- 练习目标 -
在摘录的程序里,两个客户名称的相似度至少要达到多少才会被输出?

- 摘录 -
最近项目有个问题,客户重复,比如**市A有限公司,**A有限公司,少了一个市,或者有限什么的,这样导致本来一个客户在系统中就出现多条记录,现在利用字符相似度比较找出差不多的客户给业务部门确认。
引用原文地址
http://darkmasky.iteye.com/blog/1115039
程序代码如下,由于只是一次使用,并没有写的很规范,Main.java中被注释的一段如果加上去,准确率高但是范围小了,所以做参考。
package com.shine.db;
import java.sql.Connection;
import java.sql.DriverManager;
import java.sql.ResultSet;
import java.sql.Statement;
import java.util.ArrayList;
import java.util.List;
import a.Customer;
public class JDBC {
public static List<Customer> getData() {
String sql = "select t.fnumber,t.fname_l2, length(t.fname_l2) s from t_bd_customer t order by s";
String driver = "oracle.jdbc.driver.OracleDriver";
String connStr = "jdbc:oracle:thin:@192.168.0.5:1521:test";
Connection conn = null;
ArrayList<Customer> l = new ArrayList<Customer>();
try {
Class.forName(driver);
conn = DriverManager.getConnection(connStr, "user", "***");
Statement stmt = conn.createStatement();
ResultSet rs = stmt.executeQuery(sql);
while (rs.next()) {
Customer c = new Customer();
c.setName(rs.getString("fname_l2"));
c.setNumber(rs.getString("fnumber"));
c.setLen(rs.getInt("s"));
l.add(c);
}
rs.close();
stmt.close();
conn.close();
} catch (Exception e) {
e.printStackTrace();
}
return l;
}
}
package a;
public class Customer {
String number;
String name;
int len;
public int getLen() {
return len;
}
public void setLen(int l) {
this.len = l;
}
public String getNumber() {
return number;
}
public void setNumber(String numner) {
this.number = numner;
}
public String getName() {
return name;
}
public void setName(String name) {
this.name = name;
}
}
package a;
import java.util.List;
import com.shine.db.JDBC;
public class Main {
public static void main(String[] args) {
List<Customer> data = JDBC.getData();
for (int i = 0; i < data.size(); i++) {
Customer c1 = (Customer) data.get(i);
String s1 = c1.getName();
int l1 = c1.getLen();
for (int j = i + 1; j < data.size(); j++) {
Customer c2 = (Customer) data.get(j);
String s2 = c2.getName();
int l2 = c2.getLen();
double similarDegree = getSimilarityRatio(s1, s2);
if (similarDegree >= 0.85) {
System.out.println(s1 + "(" + c1.getNumber() + "),"

数据项
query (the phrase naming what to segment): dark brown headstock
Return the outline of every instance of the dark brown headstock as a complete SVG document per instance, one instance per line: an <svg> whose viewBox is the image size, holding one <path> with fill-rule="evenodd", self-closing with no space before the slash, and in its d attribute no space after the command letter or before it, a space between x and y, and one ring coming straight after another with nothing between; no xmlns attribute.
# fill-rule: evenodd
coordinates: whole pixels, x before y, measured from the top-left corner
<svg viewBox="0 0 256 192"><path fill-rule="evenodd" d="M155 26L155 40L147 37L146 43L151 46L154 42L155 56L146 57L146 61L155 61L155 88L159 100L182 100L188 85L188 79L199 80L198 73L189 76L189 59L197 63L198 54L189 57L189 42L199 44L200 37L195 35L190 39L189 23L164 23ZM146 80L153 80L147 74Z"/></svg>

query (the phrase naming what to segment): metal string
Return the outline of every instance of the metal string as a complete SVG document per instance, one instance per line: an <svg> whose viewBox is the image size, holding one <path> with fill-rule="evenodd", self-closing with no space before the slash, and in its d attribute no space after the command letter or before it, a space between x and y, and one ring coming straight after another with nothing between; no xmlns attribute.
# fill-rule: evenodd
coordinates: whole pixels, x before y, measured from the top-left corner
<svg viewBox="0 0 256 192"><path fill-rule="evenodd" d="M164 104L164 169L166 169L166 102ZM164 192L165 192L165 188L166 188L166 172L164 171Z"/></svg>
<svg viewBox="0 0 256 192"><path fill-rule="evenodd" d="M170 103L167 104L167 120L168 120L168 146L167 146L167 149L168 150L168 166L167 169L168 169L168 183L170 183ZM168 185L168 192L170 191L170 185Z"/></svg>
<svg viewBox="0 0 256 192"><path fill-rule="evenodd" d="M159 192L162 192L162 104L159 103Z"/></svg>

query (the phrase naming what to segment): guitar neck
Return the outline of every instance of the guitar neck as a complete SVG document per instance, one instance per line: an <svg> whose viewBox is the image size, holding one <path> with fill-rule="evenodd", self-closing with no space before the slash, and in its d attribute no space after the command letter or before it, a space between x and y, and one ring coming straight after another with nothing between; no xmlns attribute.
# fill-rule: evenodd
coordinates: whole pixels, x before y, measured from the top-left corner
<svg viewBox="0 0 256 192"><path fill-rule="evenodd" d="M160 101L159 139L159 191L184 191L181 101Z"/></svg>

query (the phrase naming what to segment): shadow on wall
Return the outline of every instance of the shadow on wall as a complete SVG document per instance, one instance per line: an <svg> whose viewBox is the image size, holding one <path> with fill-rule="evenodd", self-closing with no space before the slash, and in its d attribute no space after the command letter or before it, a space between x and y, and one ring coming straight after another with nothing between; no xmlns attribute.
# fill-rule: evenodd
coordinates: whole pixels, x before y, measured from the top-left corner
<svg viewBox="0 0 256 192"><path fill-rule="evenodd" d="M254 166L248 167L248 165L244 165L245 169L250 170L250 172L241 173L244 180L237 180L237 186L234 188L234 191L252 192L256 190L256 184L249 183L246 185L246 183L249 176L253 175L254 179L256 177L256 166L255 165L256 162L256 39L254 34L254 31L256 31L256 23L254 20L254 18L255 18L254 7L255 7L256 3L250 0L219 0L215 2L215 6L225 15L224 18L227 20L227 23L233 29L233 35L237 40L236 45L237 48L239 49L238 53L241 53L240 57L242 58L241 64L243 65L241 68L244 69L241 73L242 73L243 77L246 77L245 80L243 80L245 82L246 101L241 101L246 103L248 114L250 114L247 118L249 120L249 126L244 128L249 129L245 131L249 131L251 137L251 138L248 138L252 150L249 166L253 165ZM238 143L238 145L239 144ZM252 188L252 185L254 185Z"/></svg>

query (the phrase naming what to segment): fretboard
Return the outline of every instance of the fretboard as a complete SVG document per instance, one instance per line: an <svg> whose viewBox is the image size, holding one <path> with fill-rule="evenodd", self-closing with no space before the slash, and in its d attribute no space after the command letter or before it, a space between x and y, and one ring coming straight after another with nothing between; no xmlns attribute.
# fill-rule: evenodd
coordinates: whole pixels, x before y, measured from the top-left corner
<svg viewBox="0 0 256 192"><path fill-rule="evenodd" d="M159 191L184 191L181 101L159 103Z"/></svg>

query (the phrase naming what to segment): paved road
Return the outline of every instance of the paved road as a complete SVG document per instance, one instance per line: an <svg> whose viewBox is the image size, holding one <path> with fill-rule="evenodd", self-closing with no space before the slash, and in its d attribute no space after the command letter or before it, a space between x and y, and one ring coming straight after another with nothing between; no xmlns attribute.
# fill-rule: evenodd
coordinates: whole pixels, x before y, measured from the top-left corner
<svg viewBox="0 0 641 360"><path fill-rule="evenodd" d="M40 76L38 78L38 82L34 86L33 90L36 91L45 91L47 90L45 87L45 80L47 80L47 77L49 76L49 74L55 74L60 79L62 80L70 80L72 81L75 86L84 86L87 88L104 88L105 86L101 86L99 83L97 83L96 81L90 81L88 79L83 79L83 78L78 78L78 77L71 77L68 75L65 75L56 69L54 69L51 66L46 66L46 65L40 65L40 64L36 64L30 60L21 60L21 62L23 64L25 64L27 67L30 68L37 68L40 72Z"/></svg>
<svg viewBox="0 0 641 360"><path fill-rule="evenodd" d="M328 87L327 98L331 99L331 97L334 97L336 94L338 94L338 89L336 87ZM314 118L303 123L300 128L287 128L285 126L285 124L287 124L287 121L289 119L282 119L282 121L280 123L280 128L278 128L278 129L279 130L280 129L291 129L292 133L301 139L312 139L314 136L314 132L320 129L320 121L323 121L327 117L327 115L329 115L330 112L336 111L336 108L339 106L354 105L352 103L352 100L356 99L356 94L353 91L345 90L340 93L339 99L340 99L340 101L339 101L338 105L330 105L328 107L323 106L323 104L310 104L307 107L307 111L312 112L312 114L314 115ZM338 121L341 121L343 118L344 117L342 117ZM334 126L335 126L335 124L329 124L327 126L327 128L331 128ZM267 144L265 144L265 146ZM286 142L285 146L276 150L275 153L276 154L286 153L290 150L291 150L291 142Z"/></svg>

- 练习答复 -
相似度至少要达到0.85(similarDegree >= 0.85)。